■ Task prompt ■
Every line from the top of the material through the line holding "Spot the rear side" should be copied exactly, and only those lines.

■ Data for this task ■
·····

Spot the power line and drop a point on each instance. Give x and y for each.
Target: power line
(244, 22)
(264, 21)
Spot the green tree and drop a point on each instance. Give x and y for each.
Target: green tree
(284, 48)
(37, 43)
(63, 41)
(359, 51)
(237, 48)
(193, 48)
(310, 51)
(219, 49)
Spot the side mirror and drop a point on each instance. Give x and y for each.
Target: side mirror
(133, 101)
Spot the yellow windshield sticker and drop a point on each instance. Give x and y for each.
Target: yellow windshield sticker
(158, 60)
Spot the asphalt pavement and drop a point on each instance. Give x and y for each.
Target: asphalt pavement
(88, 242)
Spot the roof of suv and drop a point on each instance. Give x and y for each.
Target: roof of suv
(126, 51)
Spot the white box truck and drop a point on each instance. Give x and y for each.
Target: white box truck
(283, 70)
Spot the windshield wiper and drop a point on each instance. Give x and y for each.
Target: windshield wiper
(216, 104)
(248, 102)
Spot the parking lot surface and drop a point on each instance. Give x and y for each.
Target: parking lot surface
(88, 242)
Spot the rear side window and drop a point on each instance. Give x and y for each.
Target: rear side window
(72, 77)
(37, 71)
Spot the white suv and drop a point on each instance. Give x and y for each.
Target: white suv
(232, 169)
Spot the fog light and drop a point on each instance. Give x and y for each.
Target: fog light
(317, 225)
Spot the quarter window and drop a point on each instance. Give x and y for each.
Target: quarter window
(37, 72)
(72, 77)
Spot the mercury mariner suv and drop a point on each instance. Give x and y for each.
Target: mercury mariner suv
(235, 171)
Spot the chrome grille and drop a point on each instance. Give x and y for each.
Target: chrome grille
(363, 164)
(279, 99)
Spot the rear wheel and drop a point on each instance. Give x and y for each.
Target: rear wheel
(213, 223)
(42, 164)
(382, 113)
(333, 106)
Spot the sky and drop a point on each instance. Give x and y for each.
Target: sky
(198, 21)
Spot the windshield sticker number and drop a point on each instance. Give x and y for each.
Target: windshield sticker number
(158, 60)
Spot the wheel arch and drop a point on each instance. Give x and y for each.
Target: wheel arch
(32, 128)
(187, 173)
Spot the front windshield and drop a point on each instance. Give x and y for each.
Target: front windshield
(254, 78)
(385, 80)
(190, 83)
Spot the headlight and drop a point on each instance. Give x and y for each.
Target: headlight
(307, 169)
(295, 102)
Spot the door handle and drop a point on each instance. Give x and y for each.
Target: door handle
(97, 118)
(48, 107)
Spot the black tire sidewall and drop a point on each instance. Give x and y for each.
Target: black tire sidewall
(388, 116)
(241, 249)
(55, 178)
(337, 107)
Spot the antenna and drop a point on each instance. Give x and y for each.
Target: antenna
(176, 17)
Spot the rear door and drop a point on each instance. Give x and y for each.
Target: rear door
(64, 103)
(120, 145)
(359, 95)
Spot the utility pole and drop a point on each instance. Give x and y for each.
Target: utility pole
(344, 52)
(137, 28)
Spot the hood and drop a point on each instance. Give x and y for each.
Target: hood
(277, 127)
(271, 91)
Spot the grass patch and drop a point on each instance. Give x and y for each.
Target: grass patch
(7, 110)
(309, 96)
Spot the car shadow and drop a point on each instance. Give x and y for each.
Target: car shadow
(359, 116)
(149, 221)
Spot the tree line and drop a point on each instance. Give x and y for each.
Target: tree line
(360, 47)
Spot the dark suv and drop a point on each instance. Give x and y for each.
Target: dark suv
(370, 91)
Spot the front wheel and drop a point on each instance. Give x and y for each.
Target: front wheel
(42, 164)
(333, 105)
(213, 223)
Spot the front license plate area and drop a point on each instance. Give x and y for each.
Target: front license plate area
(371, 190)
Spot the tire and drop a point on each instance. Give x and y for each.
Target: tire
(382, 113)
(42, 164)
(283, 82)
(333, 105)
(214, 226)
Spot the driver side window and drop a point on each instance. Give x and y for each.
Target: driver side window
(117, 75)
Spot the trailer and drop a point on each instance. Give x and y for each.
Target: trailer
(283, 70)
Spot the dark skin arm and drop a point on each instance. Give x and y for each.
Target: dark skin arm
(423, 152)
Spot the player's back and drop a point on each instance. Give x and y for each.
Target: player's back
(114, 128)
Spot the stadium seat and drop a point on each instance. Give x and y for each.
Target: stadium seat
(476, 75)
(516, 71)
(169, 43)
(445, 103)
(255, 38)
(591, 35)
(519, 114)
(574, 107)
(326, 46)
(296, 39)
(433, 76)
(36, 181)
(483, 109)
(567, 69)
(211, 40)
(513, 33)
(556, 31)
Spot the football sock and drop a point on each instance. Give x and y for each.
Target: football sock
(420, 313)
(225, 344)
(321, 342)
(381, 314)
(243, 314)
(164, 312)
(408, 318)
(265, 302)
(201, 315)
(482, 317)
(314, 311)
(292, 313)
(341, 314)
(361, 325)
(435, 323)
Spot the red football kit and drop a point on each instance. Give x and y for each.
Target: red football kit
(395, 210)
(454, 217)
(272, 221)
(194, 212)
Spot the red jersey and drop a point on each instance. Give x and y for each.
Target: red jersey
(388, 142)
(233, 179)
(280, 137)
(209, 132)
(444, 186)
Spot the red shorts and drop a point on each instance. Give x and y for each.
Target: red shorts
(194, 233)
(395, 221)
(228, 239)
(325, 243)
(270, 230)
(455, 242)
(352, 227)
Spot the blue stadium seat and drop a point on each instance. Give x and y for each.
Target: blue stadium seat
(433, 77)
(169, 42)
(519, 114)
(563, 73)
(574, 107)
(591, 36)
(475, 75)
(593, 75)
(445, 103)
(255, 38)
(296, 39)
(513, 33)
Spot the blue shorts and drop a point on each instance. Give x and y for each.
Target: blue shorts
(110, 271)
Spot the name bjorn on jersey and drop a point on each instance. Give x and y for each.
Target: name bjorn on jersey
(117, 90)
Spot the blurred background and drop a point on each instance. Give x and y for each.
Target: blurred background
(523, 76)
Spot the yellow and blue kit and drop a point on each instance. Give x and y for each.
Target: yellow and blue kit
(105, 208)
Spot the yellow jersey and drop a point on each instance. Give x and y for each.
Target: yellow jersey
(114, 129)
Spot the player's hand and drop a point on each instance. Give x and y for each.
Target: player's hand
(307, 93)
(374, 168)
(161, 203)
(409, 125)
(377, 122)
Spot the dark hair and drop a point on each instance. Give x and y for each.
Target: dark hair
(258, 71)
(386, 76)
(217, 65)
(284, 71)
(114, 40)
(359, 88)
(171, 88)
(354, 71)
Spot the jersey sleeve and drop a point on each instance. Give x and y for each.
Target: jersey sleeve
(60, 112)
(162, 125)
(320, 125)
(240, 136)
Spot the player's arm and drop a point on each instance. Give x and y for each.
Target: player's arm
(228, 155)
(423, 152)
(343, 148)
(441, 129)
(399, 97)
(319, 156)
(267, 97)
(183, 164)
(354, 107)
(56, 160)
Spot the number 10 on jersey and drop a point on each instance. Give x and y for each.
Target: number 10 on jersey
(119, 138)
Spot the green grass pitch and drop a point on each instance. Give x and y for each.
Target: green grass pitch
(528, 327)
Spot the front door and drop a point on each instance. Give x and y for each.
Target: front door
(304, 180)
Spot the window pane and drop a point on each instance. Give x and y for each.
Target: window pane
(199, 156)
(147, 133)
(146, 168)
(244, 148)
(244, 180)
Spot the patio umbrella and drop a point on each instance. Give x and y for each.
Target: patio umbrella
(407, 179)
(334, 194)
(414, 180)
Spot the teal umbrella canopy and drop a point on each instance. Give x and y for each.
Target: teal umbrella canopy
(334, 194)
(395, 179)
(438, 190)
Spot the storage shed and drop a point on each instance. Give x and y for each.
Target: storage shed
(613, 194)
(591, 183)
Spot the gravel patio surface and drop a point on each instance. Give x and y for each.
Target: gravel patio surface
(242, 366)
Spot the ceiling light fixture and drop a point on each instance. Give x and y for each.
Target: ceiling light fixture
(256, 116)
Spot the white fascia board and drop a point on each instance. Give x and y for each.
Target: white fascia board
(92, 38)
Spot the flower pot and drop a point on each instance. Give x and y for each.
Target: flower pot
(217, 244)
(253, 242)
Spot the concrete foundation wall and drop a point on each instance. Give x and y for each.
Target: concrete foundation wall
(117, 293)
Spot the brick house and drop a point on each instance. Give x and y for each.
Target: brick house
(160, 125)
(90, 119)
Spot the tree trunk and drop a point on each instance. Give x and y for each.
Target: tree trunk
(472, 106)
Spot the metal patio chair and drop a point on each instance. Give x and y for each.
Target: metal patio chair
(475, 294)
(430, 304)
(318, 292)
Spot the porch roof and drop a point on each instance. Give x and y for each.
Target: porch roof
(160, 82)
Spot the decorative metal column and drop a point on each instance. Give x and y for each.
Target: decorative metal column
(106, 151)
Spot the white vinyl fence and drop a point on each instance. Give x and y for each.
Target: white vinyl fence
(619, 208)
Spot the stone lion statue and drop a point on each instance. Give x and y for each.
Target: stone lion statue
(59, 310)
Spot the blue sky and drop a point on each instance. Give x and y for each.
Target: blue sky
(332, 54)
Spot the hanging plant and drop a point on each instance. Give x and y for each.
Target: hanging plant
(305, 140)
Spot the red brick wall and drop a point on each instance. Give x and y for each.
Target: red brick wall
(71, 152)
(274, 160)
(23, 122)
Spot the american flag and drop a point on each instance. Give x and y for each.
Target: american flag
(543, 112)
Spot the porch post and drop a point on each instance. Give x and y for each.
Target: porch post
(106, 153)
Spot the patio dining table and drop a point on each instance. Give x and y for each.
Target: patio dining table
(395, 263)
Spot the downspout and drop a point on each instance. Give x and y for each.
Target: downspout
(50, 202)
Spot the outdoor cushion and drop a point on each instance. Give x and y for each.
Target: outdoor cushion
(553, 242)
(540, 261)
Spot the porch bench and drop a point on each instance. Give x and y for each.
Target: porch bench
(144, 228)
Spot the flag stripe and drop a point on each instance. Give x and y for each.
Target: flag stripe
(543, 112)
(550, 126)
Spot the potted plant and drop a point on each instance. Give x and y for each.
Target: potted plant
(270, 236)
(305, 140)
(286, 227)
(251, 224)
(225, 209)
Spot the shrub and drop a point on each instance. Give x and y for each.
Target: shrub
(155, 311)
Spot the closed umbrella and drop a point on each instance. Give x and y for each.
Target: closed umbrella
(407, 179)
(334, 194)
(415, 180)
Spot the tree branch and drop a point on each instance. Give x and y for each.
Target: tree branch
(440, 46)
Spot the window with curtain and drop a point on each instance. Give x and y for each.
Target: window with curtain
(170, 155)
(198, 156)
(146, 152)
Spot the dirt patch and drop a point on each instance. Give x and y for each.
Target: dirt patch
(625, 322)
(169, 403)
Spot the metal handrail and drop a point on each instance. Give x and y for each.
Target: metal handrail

·····

■ Output of the task ■
Spot the power line and drop a point on each instance. Give x and y for each.
Target: power line
(244, 22)
(264, 21)
Spot the green tree and drop a point on each instance. Give x and y for each.
Target: green tree
(284, 48)
(37, 43)
(63, 41)
(359, 51)
(237, 48)
(193, 48)
(310, 51)
(219, 49)
Spot the side mirror and drop a point on each instance. Give x and y for each.
Target: side mirror
(133, 101)
Spot the yellow windshield sticker and drop a point on each instance. Give x and y for each.
Target: yellow windshield sticker
(158, 60)
Spot the asphalt pavement and drop a point on each instance. Give x and y for each.
Target: asphalt pavement
(88, 242)
Spot the roof of suv and drop a point on each instance. Give x and y for each.
Target: roof of suv
(126, 51)
Spot the white box truck and drop a point on each instance. Give x and y for each.
Target: white box truck
(283, 70)
Spot the windshield wiper and drop a point on each instance. Give x and y for each.
Target: windshield wiper
(216, 104)
(248, 102)
Spot the parking lot surface and drop a point on each instance. Give x and y for each.
Target: parking lot surface
(88, 242)
Spot the rear side window and drop a point on each instance. Give x and y for each.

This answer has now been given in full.